- _Compito richiesto A_
Riscrivi le righe fornite, dalla riga che contiene "Please put a point on each instance of the light" fino all'ultima riga, sostituendo "mirror" con "wall" e lasciando invariato tutto il resto.

- _Brano da leggere_

----

Inviato speciale: Come reagì il parlamento e, soprattutto,
il paese?
On.
Sonnino: «Il dibattito parlamentare sul mio programma di
risanamento economico iniziò il 2 maggio. L’opposizione fu molto severa
e vigorosa, sia quella dell’estrema sinistra, che da parte dei
proprietari terrieri. Il presidente Crispi fece appello al patriottismo
di tutti i deputati, ma la Camera si spaccò e il governo ottenne
un’esigua maggioranza. La sera del 4 giugno mi rese conto che la mia
posizione stava divenendo insostenibile e diedi le dimissioni. Crispi,
immediatamente, annunciò la caduta dell’intero governo. Ma il re
Umberto rinnovò il mandato a Crispi che, il 14 giugno, presentò il suo
nuovo esecutivo alla Camera, dove io, però, mantenni solo il dicastero
del Tesoro. Fu, però, solo dopo il fallito attentato a Crispi, del 16
giugno, che il parlamento, finalmente, approvò la “legge Sonnino”, con
la tassa del 20% sugli interessi dei Buoni del Tesoro. Questo
provvedimento fu la chiave di volta per arrivare al pareggio di
bilancio! Fu per me una grande vittoria che allontanò l’Italia dalla
crisi e preparò la via della ripresa economica».
Inviato Speciale: On. Sonnino, lei è stato ministro degli
Esteri, dal 1914 al 1019, ed ha gestito l’ingresso dell’Italia nella
Prima Guerra Mondiale. Ci può dire, brevemente, come si svolsero
realmente i fatti?
On.

----

- _Compito richiesto B_
Secondo il brano da leggere, in quale giorno iniziò il dibattito parlamentare sul programma di risanamento economico di Sonnino?

- _Righe fornite_
----

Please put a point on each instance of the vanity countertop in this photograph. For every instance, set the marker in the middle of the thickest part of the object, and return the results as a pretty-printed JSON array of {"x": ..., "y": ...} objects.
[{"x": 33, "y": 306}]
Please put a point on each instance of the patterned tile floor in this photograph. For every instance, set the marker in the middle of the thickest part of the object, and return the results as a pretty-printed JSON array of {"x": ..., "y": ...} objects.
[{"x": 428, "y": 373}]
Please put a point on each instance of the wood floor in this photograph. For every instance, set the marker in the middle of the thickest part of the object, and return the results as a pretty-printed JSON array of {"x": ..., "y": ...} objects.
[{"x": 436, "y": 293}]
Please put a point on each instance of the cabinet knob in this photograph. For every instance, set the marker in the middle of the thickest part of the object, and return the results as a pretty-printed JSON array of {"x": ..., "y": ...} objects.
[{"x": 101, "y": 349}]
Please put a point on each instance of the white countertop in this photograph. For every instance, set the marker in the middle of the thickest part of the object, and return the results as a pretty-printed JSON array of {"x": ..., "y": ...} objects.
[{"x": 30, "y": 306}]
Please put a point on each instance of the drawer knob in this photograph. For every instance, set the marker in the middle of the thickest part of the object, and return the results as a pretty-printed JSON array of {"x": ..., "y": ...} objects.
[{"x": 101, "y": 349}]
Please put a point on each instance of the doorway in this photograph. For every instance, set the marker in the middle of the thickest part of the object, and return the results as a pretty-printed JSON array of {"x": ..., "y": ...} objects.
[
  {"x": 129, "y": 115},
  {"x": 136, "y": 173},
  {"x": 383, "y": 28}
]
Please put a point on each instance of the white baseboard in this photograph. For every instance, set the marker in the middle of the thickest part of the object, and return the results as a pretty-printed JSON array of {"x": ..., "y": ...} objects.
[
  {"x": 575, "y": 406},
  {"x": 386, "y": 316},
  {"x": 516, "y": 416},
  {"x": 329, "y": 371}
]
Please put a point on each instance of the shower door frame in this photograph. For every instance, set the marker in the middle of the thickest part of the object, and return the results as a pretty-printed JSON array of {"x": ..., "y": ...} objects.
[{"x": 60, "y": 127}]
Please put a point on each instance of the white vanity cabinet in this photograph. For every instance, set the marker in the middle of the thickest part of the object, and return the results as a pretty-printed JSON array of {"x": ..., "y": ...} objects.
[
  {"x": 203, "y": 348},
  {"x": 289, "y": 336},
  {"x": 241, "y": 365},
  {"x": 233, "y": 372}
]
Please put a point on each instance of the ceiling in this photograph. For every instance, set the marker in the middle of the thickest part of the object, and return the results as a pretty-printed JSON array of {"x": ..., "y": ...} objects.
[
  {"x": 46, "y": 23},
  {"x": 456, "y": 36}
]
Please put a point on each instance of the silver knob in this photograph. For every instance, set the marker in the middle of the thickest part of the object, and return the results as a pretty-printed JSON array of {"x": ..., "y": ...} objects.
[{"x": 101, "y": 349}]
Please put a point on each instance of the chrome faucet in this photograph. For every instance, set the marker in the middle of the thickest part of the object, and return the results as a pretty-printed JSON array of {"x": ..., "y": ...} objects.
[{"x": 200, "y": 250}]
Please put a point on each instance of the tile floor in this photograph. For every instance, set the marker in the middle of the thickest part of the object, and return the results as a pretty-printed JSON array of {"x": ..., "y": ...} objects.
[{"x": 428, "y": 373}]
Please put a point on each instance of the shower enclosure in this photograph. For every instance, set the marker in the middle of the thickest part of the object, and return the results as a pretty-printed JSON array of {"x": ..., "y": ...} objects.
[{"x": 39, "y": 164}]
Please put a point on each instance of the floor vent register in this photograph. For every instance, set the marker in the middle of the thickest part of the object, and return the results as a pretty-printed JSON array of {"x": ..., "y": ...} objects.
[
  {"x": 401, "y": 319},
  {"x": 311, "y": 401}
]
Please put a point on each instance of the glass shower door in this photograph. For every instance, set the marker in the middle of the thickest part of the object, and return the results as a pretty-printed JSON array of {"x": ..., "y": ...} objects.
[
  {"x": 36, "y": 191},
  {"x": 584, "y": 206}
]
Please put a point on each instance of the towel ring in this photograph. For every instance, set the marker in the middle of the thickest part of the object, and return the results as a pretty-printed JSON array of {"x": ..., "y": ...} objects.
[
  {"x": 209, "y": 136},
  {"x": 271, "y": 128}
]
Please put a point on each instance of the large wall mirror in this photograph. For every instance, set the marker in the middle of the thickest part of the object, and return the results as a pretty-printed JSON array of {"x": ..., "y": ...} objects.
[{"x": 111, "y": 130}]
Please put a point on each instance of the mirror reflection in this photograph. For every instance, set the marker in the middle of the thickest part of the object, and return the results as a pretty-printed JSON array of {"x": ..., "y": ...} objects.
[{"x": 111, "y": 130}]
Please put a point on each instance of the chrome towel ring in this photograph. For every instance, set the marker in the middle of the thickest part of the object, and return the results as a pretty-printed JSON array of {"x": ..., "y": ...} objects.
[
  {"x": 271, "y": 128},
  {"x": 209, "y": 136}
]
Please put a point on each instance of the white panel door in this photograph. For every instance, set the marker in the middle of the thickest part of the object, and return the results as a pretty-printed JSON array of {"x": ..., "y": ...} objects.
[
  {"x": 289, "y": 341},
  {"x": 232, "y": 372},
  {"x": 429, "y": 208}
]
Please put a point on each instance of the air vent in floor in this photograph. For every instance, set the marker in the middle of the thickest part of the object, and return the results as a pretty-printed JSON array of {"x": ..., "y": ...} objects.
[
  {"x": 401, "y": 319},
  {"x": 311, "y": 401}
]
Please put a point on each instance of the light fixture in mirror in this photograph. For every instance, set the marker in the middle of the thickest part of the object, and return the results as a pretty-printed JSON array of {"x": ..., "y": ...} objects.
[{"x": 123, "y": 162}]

----

- _Risposta completa A_
Please put a point on each instance of the light fixture in wall in this photograph. For every instance, set the marker in the middle of the thickest part of the object, and return the results as a pretty-printed JSON array of {"x": ..., "y": ...} objects.
[{"x": 123, "y": 162}]

- _Risposta completa B_
Il 2 maggio.